Mein Freund ist wie mein Vater – wodurch wir bei der Partnerwahl beeinflusst werden

Ein junger Klient berichtete mir von seiner hochstrittigen Beziehung, immer wieder flogen die Fetzen, wurde die Beziehung sowohl von ihm als auch von seiner Partnerin bei nichtigen Anlässen infrage gestellt. Eine andere Klientin findet wie mit magnetischer Anziehung immer wieder Männer, denen sie helfen möchte, gleich ob diese depressiv sind oder Alkoholprobleme haben.

Wenn sich Muster bei der Partnerwahl und in der Beziehungskonstellation wiederholen, hat das im Zweifel etwas mit der Herkunftsfamilie und den in der Kindheit erfahrenen Prägungen zu tun. Dass viele Menschen sich Partner und Partnerinnen suchen, die den Eltern ähnlich sind, ist keine neue Erkenntnis. Die Frage ist nur, warum tut man das, wo man doch endlich dem Elternhaus entkommen, nun erwachsen und scheinbar unabhängig ist. In den Therapiestunden legen wir die damit zusammenhängenden Muster und ihre Funktionen offen, um das eigene, oft von Anstrengung geprägte Bemühen bei der Suche nach dem oder der Richtigen zu verstehen.

**Zu lösende Aufgaben**
1 - Schreib den Text zur Partnerwahl zwischen „Wenn sich Muster“ und „Richtigen zu verstehen.“, beide eingeschlossen, noch einmal ab und ersetze dabei „Herkunftsfamilie“ durch „Ursprungsfamilie“.
2 - Setze den Text zur Partnerwahl nach seinem letzten Satz fort.
Die Datensätze stammen aus einer anderen Quelle als der Text.

**Daten zur Auswertung**

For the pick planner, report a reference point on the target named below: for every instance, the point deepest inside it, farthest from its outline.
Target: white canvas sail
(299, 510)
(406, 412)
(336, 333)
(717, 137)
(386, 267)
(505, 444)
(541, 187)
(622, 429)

**Lösungen**
1 -
Wenn sich Muster bei der Partnerwahl und in der Beziehungskonstellation wiederholen, hat das im Zweifel etwas mit der Ursprungsfamilie und den in der Kindheit erfahrenen Prägungen zu tun. Dass viele Menschen sich Partner und Partnerinnen suchen, die den Eltern ähnlich sind, ist keine neue Erkenntnis. Die Frage ist nur, warum tut man das, wo man doch endlich dem Elternhaus entkommen, nun erwachsen und scheinbar unabhängig ist. In den Therapiestunden legen wir die damit zusammenhängenden Muster und ihre Funktionen offen, um das eigene, oft von Anstrengung geprägte Bemühen bei der Suche nach dem oder der Richtigen zu verstehen.

2 -
Im Kontakt mit anderen suchen die meisten Menschen Vertrautes, denn Bekanntes vermittelt zunächst ein Gefühl von Sicherheit. Ein Klient beispielsweise geriet schon als Kind in die vermittelnde Rolle zwischen seinen Eltern, die ständig stritten und sich letztlich trennten. In der Familie war er das Älteste von drei Geschwistern, um die er sich kümmerte, wenn die Eltern mit sich selbst beschäftigt waren. Zwischen den Eltern fungierte er als Streitschlichter, seine Mutter forderte seine Loyalität auch in Konflikten mit dem Vater ein. Heute, bei der Suche nach einer geeigneten Partnerin fällt sein Augenmerk immer wieder auf deutlich jüngere Frauen, die er ebenfalls unterstützen kann. Das „Helfen“ ist eins seiner Schutzmuster, mit dem er beim Gegenüber punkten möchte und auch seine früh erworbene, gefühlte Unzulänglichkeit (‚ich konnte die Ehe meiner Eltern nicht retten’) zu kompensieren versucht. Seinen alten Glaubenssatz „es reicht nicht“ versucht er daher durch die Wahl seiner Partnerin unbewusst zu bearbeiten und ablegen zu können. Neben der Suche nach dem Bekannten und Vertrauten spielt daher auch die Sehnsucht nach Auflösung der Selbstblockade eine große Rolle, quasi ein gutes Ende für die alte Geschichte.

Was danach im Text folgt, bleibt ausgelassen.